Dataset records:

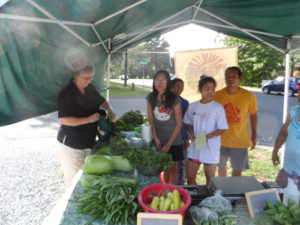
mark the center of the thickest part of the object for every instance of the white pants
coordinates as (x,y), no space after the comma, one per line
(71,160)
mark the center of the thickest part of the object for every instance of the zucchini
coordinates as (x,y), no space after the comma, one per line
(97,165)
(120,163)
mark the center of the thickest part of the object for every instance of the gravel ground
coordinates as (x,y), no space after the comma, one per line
(31,180)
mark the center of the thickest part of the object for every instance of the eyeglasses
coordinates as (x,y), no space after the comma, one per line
(88,78)
(160,81)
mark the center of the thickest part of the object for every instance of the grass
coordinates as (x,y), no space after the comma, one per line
(261,167)
(117,90)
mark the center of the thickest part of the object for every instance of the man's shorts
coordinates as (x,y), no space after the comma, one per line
(177,152)
(238,158)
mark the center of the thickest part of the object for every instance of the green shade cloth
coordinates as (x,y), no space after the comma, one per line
(37,55)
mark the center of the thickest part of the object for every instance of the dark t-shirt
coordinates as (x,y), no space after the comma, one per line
(72,103)
(164,121)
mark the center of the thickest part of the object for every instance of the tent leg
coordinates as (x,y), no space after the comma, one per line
(286,90)
(108,70)
(286,83)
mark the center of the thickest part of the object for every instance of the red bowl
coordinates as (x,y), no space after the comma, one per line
(144,199)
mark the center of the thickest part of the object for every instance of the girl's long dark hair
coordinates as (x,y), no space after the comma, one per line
(169,96)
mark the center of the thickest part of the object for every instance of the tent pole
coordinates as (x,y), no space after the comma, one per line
(286,89)
(108,70)
(287,78)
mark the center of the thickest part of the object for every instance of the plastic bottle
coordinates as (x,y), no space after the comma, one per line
(291,191)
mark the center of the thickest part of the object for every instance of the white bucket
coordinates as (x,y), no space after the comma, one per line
(146,133)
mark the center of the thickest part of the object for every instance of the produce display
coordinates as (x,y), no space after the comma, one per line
(280,214)
(167,201)
(118,145)
(148,157)
(110,199)
(214,210)
(97,165)
(129,121)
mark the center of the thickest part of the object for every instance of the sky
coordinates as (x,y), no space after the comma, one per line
(192,37)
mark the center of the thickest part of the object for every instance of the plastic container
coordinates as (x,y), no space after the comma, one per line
(291,191)
(146,133)
(144,199)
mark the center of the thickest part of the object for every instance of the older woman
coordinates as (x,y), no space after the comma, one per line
(78,103)
(289,133)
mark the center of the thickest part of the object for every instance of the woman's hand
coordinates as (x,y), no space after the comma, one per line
(113,118)
(94,117)
(165,148)
(157,143)
(275,158)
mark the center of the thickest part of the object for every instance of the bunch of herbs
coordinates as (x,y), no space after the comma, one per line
(111,200)
(148,157)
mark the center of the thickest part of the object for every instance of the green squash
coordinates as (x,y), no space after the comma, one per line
(98,165)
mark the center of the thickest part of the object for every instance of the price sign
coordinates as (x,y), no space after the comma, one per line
(143,62)
(159,219)
(256,200)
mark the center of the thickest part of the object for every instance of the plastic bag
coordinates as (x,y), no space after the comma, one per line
(217,203)
(104,129)
(203,214)
(134,142)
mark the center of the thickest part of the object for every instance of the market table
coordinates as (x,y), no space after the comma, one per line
(71,215)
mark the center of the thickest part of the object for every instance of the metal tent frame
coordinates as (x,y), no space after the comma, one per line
(163,26)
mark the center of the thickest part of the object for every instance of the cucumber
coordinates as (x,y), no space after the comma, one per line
(87,180)
(120,163)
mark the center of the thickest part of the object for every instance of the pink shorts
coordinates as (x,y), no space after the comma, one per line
(195,161)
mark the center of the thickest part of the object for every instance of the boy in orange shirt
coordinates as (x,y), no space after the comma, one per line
(238,103)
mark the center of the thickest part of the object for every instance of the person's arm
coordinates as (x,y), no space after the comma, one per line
(108,107)
(190,129)
(215,134)
(76,121)
(151,122)
(281,137)
(253,122)
(176,131)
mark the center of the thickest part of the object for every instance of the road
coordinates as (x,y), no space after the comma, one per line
(270,111)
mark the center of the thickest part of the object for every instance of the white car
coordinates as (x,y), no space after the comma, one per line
(122,77)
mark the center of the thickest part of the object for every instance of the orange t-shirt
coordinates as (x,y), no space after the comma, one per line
(237,107)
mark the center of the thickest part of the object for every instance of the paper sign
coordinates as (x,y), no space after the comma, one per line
(159,219)
(200,140)
(256,200)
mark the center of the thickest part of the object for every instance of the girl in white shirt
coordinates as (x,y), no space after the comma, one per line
(205,116)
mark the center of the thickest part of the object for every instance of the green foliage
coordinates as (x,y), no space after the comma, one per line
(257,61)
(152,51)
(119,90)
(129,121)
(148,157)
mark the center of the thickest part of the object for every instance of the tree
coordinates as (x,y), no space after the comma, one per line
(155,52)
(257,61)
(117,65)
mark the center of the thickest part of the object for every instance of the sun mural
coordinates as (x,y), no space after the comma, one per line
(190,66)
(205,64)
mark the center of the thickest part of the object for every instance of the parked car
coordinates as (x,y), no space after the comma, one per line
(277,85)
(122,77)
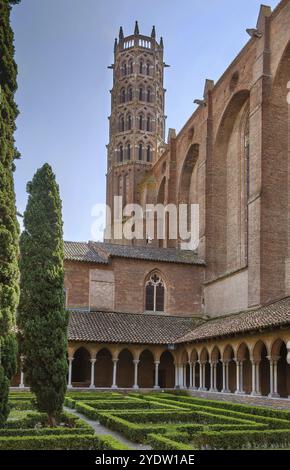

* [Task to complete]
Set every record down verbatim. No pictures belong in the copy.

* [Response area]
mark the center of the thickest part of the object for every instance of the white pants
coordinates as (x,y), no space after the comma, one per line
(71,160)
mark the center of the thickest part of the object for every instance of the zucchini
coordinates as (x,y), no space after the comma, one per line
(97,165)
(120,163)
mark the center of the thickest part of the object for every instance of the gravel ground
coordinates as (x,y), no space after the comma, one per line
(31,180)
mark the center of the thickest part of the object for every instance of the eyeglasses
coordinates as (x,y), no space after the comma, one per line
(88,78)
(160,81)
mark the center of the thickest part of the object for every instance of the grass
coordinates as (x,y), no space after the comma, one per line
(261,167)
(117,90)
mark the center of the thickest part of the object for every instance of the man's shorts
coordinates as (x,y), no space after the comma, one per line
(177,152)
(238,158)
mark the center of the thickest part of the object for every instance of the green shade cloth
coordinates as (x,y), no space after the comma, one per line
(37,55)
mark the center of the thickest part of the object for every instance of the dark t-shirt
coordinates as (x,y), no space after the comma, one per line
(72,103)
(164,121)
mark the center of the thickest part of the object for every instance of the tent leg
coordinates as (x,y), no space after the comma, one per line
(286,90)
(108,70)
(286,83)
mark the center of the thickest part of the object for every instance of the red bowl
coordinates as (x,y), no space after the comma, one per line
(144,199)
mark the center of the thickest part of the object for every instance of the girl's long dark hair
coordinates as (x,y), no space after the comma, one per line
(169,96)
mark the center of the thickest part of the object for every instance of the tent pole
coordinates as (x,y), no space after the comma, one per line
(286,89)
(108,70)
(287,78)
mark the center of the thickest part of the object for every instance of the plastic bottle
coordinates as (x,y), no space after the comma, one per line
(291,191)
mark the center of the thickest part of the object for every instance of the white bucket
coordinates as (x,y), no space after the comma, one per line
(146,133)
mark the center of the thickest part of the object for every instance of the produce display
coordinates as (x,y), no space after the comma, one per line
(280,214)
(167,201)
(118,145)
(148,157)
(110,199)
(214,210)
(97,165)
(129,121)
mark the center of the thickest part of the object for every instance of the sky
coordinates as (x,y), no space after the comma, one per line
(192,37)
mark the center of the thickest part of the object for every instance of the plastic container
coordinates as (x,y), no space after the comma, one per line
(291,191)
(146,133)
(144,199)
mark the center of the thickest part of the object for every instance of the older woman
coordinates as (x,y), no space after the comma, one per line
(78,103)
(289,133)
mark the center of the thickest part of the object for every instance of the woman's hand
coordinates as (x,y), no space after the comma, one per line
(113,118)
(94,117)
(165,148)
(157,143)
(275,158)
mark the center of the thickest part of the object for every instance of the bunch of herbs
coordinates as (x,y), no space after the comma, one per line
(111,200)
(148,157)
mark the center of the thickest part of the object for every instance of the green squash
coordinates as (x,y), no space after the comma, one per line
(98,165)
mark the center of the thickest part of the object for every instance of the price sign
coordinates as (x,y), no space after the comma, one per line
(143,62)
(159,219)
(256,200)
mark the center of the thickest part of the object for every instance of the plastic bag
coordinates as (x,y), no space after the comma, one per line
(217,203)
(104,129)
(203,214)
(134,142)
mark the center of the thickest part of the object for every instance of the market table
coordinates as (x,y), no space after the comma, one per line
(71,215)
mark the center of the thickest part of the object for every instance of the metal tent frame
coordinates as (x,y), no space after the comma, one per line
(163,26)
mark the center of the thickest part of the object for every instance of the cucumber
coordinates as (x,y), no space after the comma, one per line
(87,180)
(120,163)
mark the center of the thickest part of the object for every instance of the pink shorts
coordinates as (x,y), no space after the comma, one per line
(195,161)
mark the center of the thickest part of the object for every instance of the boy in orange shirt
coordinates as (x,y), no space after the comma, one per line
(238,103)
mark the center of the thickest part of the object for every instance of the person's arm
coordinates as (x,y), no space after the comma, one per line
(108,107)
(190,129)
(215,134)
(76,121)
(151,122)
(281,137)
(253,122)
(176,131)
mark the center of the thickest part of the object for every instance of the road
coordinates as (x,y), no space after the comma, one per line
(270,111)
mark the center of the thickest part of the object for every instance of the white car
coordinates as (x,y), no space after the comma, one per line
(122,77)
mark the center of the thickest part of the object for every instance of the orange t-shirt
coordinates as (x,y), no space after the comma, one per line
(237,107)
mark the center of the thickest part of the object for every instance of the paper sign
coordinates as (x,y), no space after the comma, one per line
(159,219)
(200,140)
(256,200)
mark the center of the thickest part of the object for every instance of the girl in white shirt
coordinates as (x,y), no space after the comma, one per line
(205,116)
mark the center of the thickest part of the object for every instance of the green foliage
coordinates as (x,y), no space after the comma, one per line
(257,61)
(152,51)
(119,90)
(129,121)
(148,157)
mark the center of the thickest part of the object for every instance of the tree
coordinates as (x,y), no space after the comma, one per line
(155,52)
(257,61)
(117,65)
mark the center of the thickest part of the object for every instance of the sun mural
coordinates as (x,y), no space after the comma, one per line
(190,66)
(205,64)
mark the center of the thickest part of the object for every instance of the parked car
coordinates as (x,y), no space after the comma, one per line
(277,85)
(122,77)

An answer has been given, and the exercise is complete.